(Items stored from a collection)
┏━━

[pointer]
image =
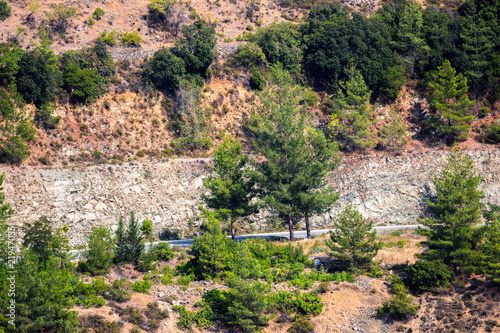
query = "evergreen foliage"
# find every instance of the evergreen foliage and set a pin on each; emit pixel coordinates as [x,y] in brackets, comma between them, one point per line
[17,129]
[353,242]
[351,115]
[5,10]
[165,70]
[281,134]
[409,41]
[448,96]
[247,303]
[190,122]
[162,11]
[37,237]
[248,55]
[196,47]
[453,235]
[6,212]
[134,239]
[231,191]
[121,245]
[425,275]
[491,250]
[210,250]
[100,253]
[281,43]
[38,75]
[43,295]
[400,304]
[333,39]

┗━━

WORK INSTRUCTIONS: Output every item above as a Markdown table with the columns "n" for the row number and "Line" for the line, omitting blank lines. Do not include the pictures in the answer.

ANSWER:
| n | Line |
|---|---|
| 1 | [pointer] |
| 2 | image = |
| 3 | query = "evergreen foliage" |
| 4 | # find every instance of the evergreen foliage and set a pin on each; emit pixel coordinates as [x,y] in brackets, comma between them, one point per line |
| 5 | [17,129] |
| 6 | [353,242] |
| 7 | [351,115] |
| 8 | [5,10] |
| 9 | [165,70] |
| 10 | [281,134] |
| 11 | [409,41] |
| 12 | [448,96] |
| 13 | [247,303] |
| 14 | [190,122] |
| 15 | [162,11] |
| 16 | [37,237] |
| 17 | [248,55] |
| 18 | [196,47] |
| 19 | [453,235] |
| 20 | [6,212] |
| 21 | [134,239] |
| 22 | [231,191] |
| 23 | [121,245] |
| 24 | [425,275] |
| 25 | [491,250] |
| 26 | [210,250] |
| 27 | [100,253] |
| 28 | [281,43] |
| 29 | [38,75] |
| 30 | [43,295] |
| 31 | [400,304] |
| 32 | [333,39] |